Direction:
Please count how many of the lines below contain the string "officer", with case counting, and reply with that number alone.

══ Exercise input

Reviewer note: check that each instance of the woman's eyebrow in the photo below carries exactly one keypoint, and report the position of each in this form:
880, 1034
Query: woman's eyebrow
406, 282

════
══ Exercise input

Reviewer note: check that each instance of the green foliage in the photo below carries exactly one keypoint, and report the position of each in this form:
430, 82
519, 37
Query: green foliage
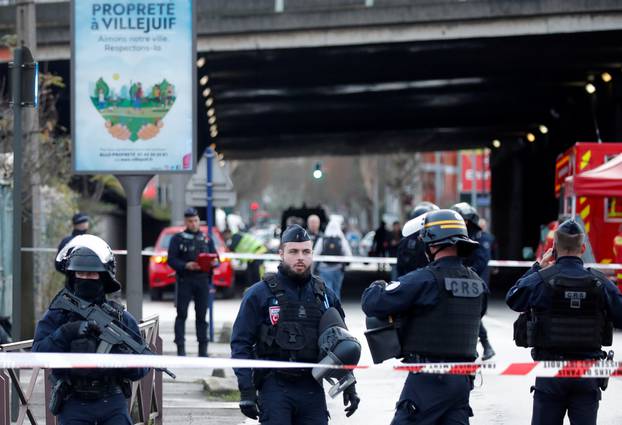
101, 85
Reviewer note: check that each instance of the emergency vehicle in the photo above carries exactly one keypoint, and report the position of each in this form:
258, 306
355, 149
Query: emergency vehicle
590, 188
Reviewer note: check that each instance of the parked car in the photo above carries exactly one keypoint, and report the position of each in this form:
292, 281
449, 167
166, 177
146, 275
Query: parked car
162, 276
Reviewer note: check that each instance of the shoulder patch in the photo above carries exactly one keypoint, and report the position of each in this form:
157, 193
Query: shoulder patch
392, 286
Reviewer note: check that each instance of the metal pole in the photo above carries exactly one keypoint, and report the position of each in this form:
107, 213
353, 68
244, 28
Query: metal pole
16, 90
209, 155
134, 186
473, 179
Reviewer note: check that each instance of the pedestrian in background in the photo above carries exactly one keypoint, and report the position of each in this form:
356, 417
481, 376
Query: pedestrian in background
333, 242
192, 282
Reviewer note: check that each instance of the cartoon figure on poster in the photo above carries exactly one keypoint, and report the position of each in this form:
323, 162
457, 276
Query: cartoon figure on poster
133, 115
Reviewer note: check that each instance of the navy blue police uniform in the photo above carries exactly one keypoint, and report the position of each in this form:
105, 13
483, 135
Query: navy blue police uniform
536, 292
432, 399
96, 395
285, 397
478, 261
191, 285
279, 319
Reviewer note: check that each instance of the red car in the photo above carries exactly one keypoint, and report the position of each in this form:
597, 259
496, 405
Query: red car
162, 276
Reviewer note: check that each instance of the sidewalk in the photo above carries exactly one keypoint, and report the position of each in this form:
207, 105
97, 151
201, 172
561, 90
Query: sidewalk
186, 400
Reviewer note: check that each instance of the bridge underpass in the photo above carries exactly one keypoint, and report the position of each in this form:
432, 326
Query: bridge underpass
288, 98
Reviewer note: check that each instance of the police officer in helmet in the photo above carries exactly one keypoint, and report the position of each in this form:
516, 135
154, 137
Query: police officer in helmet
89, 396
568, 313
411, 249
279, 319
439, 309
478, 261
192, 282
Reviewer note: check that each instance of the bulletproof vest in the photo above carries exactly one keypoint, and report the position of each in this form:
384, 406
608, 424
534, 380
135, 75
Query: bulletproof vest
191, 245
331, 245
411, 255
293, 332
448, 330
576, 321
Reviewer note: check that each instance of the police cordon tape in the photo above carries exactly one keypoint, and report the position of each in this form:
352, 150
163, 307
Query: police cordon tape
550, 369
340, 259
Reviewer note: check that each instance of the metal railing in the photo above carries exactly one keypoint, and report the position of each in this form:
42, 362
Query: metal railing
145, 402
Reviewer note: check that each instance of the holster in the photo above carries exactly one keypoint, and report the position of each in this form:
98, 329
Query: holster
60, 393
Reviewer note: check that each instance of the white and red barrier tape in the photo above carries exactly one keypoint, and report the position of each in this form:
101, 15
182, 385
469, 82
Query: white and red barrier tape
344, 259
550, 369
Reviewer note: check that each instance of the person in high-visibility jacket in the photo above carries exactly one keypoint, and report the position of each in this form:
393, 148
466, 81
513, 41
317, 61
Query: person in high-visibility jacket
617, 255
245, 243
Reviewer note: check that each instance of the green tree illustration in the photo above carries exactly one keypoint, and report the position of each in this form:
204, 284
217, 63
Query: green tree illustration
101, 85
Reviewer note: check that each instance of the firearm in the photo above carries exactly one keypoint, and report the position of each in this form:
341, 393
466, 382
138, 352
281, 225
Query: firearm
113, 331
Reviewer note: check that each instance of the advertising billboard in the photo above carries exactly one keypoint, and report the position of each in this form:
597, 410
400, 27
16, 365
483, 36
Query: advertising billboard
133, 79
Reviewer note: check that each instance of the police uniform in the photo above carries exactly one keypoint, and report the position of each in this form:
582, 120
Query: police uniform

════

Solved problem:
2